Source data
- - -

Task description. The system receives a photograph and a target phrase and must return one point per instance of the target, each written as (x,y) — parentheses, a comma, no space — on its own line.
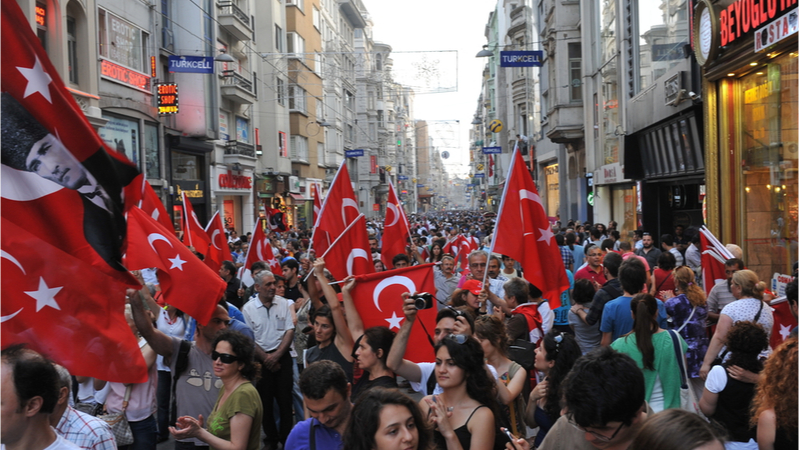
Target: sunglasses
(224,357)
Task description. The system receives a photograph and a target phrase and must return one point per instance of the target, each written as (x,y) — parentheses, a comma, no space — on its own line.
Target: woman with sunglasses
(554,358)
(491,334)
(463,415)
(653,350)
(235,421)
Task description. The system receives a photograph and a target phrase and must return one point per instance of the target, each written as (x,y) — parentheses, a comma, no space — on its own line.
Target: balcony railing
(240,148)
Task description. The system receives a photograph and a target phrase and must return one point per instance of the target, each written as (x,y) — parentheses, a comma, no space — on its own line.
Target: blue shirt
(617,318)
(562,312)
(326,438)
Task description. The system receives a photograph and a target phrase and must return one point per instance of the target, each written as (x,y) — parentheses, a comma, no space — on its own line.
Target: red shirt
(590,274)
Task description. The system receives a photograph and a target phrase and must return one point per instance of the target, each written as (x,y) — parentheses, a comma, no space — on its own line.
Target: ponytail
(645,308)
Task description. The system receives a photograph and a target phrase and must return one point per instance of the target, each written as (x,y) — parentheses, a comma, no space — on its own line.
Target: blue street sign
(521,58)
(191,64)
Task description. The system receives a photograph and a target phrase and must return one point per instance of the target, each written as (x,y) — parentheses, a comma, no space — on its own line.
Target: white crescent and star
(38,80)
(386,282)
(356,253)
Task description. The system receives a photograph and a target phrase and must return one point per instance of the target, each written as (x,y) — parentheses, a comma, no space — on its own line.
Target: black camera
(423,300)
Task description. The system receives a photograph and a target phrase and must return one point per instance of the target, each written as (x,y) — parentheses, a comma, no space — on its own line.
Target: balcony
(239,152)
(236,88)
(233,20)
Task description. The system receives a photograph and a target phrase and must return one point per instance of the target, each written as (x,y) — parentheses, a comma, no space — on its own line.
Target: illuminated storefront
(751,114)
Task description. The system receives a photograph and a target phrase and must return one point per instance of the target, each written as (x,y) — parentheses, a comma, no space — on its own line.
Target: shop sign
(229,180)
(742,16)
(191,64)
(193,189)
(776,31)
(128,77)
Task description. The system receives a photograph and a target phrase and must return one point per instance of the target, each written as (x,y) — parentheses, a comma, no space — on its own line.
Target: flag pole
(337,240)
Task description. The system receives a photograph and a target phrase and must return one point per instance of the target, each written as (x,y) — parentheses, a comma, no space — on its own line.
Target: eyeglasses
(224,357)
(460,338)
(596,435)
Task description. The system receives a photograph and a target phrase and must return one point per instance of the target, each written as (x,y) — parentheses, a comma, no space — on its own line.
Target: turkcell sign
(521,58)
(191,64)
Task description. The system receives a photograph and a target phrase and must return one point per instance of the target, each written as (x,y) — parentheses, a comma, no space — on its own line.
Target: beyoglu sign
(741,16)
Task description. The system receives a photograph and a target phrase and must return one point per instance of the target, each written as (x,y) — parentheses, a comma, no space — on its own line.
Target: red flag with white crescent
(379,303)
(187,283)
(218,251)
(523,233)
(395,228)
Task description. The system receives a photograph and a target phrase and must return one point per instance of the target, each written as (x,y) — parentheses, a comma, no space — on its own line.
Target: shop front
(233,192)
(749,53)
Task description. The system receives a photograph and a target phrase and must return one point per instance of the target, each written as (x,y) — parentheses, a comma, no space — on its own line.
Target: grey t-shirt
(198,388)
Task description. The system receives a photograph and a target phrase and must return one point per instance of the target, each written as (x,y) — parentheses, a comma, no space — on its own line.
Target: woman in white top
(748,306)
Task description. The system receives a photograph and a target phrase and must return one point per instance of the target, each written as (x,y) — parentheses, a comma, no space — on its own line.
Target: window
(280,91)
(299,146)
(72,50)
(295,44)
(122,42)
(575,83)
(297,99)
(279,38)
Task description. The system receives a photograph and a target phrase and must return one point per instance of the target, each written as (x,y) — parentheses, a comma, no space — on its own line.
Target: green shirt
(243,400)
(665,364)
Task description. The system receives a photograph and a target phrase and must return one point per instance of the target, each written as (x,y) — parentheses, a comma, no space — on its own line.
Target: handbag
(688,398)
(119,423)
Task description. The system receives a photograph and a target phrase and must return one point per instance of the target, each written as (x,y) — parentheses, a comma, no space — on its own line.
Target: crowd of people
(286,362)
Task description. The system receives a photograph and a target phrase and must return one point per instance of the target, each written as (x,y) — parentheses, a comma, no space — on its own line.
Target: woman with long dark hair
(555,358)
(726,400)
(689,313)
(386,419)
(463,415)
(652,348)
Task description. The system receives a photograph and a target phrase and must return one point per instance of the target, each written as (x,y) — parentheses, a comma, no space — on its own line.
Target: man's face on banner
(51,160)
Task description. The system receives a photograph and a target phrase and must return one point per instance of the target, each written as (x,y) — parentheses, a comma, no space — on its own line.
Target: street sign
(353,153)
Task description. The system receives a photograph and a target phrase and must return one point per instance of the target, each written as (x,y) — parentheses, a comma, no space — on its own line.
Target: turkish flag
(194,234)
(783,321)
(379,303)
(395,228)
(71,313)
(188,284)
(523,233)
(317,201)
(338,211)
(712,259)
(151,203)
(350,254)
(218,251)
(59,180)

- - -

Instructions to follow:
Output each entry above word for word. The pictures stay out.

Solved problem:
Task description. The system receives a photograph and a target phrase and must return one point per instance of the target, each written as (x,y) — parentheses, a comma, no space — on its own line.
Target: sunglasses
(224,357)
Task description. The system receives a photograph and a target phrase and must return one point per instance of the target, each written as (x,y) — parentheses, a comma, no space — on its own line.
Target: woman with sunglasses
(554,358)
(491,334)
(463,415)
(653,350)
(235,421)
Task description. The system receives a photograph and a target phrase and must return one point per instance of the target, each written as (x,y) — parentheses, a comma, no space — on its own line.
Target: balcony railing
(240,148)
Task description. The system receives a photograph and a target phrase and must return one point per instance of the target, each written as (x,y) — parentheses, a comma, no space — on its own line.
Target: blue shirt
(617,318)
(562,312)
(326,438)
Task description. The system receives a photograph and a target phrase and must return one point per instance of the target, each written as (x,y) — parentheses, a comma, no space — on its own line.
Target: red shirt
(590,274)
Task description. The system receives a photograph and a target phrase and must return one point per instance of the target, each written as (x,y) — parentheses, a comma, no space — on its own line.
Target: ponytail
(645,308)
Task description. The system receives a photograph and a target phrase and must return one point per instance of the target, each written as (x,y) — parentheses, a comma, no space — on its own line.
Target: blue street sign
(521,58)
(191,64)
Task description. The system receives a photograph and a target phrase and must return one point per instance of the target, each written as (x,y) — parentheses, a comma, no space — on its own line.
Target: white crescent and star
(38,80)
(386,282)
(356,253)
Task description. The system receives a photograph and a target phrase and must return one point per instance of the target, each written as (x,y) — parentheses, a comma, no space — on its own line.
Target: black camera
(423,300)
Task description. The system receives a photograph and a target phrase and must return one point per instance of the target, each written as (x,y) — parentheses, a comma, no space — on its own line.
Target: balcony
(239,152)
(236,88)
(233,20)
Task description. The system receives a photograph and a target phrase and must return one point per instance of the target, each written as (x,y) — parentheses, a comma, no space — on its own line.
Target: illuminated storefront
(751,114)
Task description. The system receives a photograph and a target phrase and must return one point per instance of the target, each written as (x,y) — parentheses, a comma, no space — on its own line.
Target: shop sign
(229,180)
(742,16)
(191,64)
(193,189)
(776,31)
(128,77)
Task description. The system receives a photograph and a target phrase and must return one point per instance of the target, each written as (x,y) — parentheses, a comma, no space — on its own line.
Target: flag pole
(337,240)
Task description. The system receives a photograph and a target phrase and must return one point per instance of the target, each written as (x,y) — parentheses, a comma, no space — on its own line.
Target: eyeglasses
(224,357)
(460,338)
(596,435)
Task description. The system receives a photograph and a target phrase and must return one point per instance of the target, each written as (x,y) — parentheses, a comma, no space — on its own line.
Target: turkcell sign
(521,58)
(191,64)
Task description. The system receives a photograph and a target phrase and must return one point per instance of the target, each written as (x,y) — parentheses, a comma, no space — on its own line.
Target: beyoglu sign
(741,16)
Task description. The system receives a photograph and a target phrase and must return one point per instance of the target, each written as (x,y) — parentheses, a comma, no space — on its own line.
Target: red flag with white crescent
(379,303)
(187,283)
(218,251)
(523,233)
(395,228)
Task description. The system receives a photograph and a target phrase and must return one point per instance of the target, each written as (x,y) — parentheses, a comma, no space — on its own line.
Target: shop front
(233,192)
(749,53)
Task description. The system receives a photograph and a target phrase and must return one point per instance of the target, each written as (x,y) — parentheses, a comma, no space — on its own line.
Target: grey t-shirt
(198,388)
Task description. The system receives a photograph and a target phrase and must return one point per instance of the target, each written as (x,y) — parentheses, a comma, no space — on its own line.
Target: woman in white top
(748,306)
Task description. The system receives a photograph and a target phrase and must return one point per instance of the target, each written as (x,y) — parentheses, a comma, no space — on its own line.
Target: window
(280,91)
(299,146)
(72,50)
(295,44)
(122,42)
(575,83)
(297,99)
(279,38)
Task description. The system receives a photograph and a target phrase and must return one point per instance of the target, each written as (x,y) — parentheses, a comma, no space — on its own line.
Target: green shirt
(243,400)
(665,364)
Task description. The system receives a photograph and a target phrase and must return one point per instance of the target, each written as (x,y) — parentheses, a comma, no space — on its own line.
Target: handbag
(688,398)
(119,423)
Task description. The system receives a photograph and a target phrase and must return one point per instance of the target, each written as (x,y) — parentheses, a comma, no space — on its own line.
Target: crowd of people
(286,362)
Task description. The system receives a photograph and a target phrase and must return one point per instance of the target, each written as (x,y) — parentheses, a comma, no space — on its own line.
Target: woman with long dark hair
(555,358)
(726,400)
(689,313)
(386,419)
(463,415)
(652,348)
Task description. The system receives a photograph and a target phrase and must return one point per instance of the target, each written as (x,y) — parentheses, a comma, no space — on its own line.
Target: man's face on banner
(51,160)
Task description. The system receives a photograph and a target phrase and must return one point per instance of the target, each written as (x,y) — parentheses, a comma, no space — on its own line.
Target: street sign
(353,153)
Task description. The system receives a photograph and a target phrase and must return one point per instance of the target, each written as (x,y) — parentheses, a comma, no space — on its own line.
Target: turkish flag
(194,234)
(783,321)
(379,303)
(395,228)
(71,313)
(188,284)
(523,233)
(317,201)
(338,211)
(712,259)
(151,203)
(350,254)
(218,251)
(59,180)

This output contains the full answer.